:: Task instructions ::
Transcribe every line of the rows below without changes, omitting the pictures from your answer.
=== Data ===
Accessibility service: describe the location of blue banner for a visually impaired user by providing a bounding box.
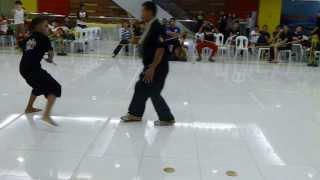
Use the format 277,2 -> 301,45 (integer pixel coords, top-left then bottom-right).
281,0 -> 320,28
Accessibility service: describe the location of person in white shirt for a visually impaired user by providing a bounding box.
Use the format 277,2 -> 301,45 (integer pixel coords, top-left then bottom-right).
0,16 -> 8,35
77,4 -> 88,29
13,0 -> 25,39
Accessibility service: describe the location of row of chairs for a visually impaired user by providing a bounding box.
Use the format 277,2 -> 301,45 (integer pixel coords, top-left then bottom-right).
196,33 -> 320,62
53,27 -> 102,53
70,27 -> 102,52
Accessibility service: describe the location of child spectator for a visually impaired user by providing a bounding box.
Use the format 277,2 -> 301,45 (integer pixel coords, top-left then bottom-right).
112,22 -> 132,58
166,18 -> 181,57
0,16 -> 8,35
196,22 -> 218,62
77,4 -> 88,29
250,25 -> 260,46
===
:: Response ::
Accessibility service: describe the location of blue banner for a visually impaired user by providing a bounding box.
Use the format 277,2 -> 301,45 (integer pixel coords, top-left then bottom-right).
281,0 -> 320,28
Accessibility service: describe the location of person in white shirt for a visually impaired user by providing a bounding box.
Use the format 277,2 -> 301,45 (integer pixel coords, top-left then bottom-right).
0,16 -> 8,35
77,4 -> 88,29
13,0 -> 25,39
Accessibility service: describe the location of row of chairs for a visually impaired user by providing a bounding box.
Use the format 277,2 -> 301,45 (integer pixel coords, top-left then bottom-right).
196,33 -> 320,62
53,27 -> 102,53
70,27 -> 102,52
Accessibility service: describe the location of child spectator for a visually impaired user by providing a bounding box.
Use the format 277,2 -> 301,45 (integer pixel coords, top-left then bottom-right).
112,22 -> 132,58
166,18 -> 181,57
0,16 -> 8,35
196,22 -> 218,62
77,4 -> 88,29
250,25 -> 260,46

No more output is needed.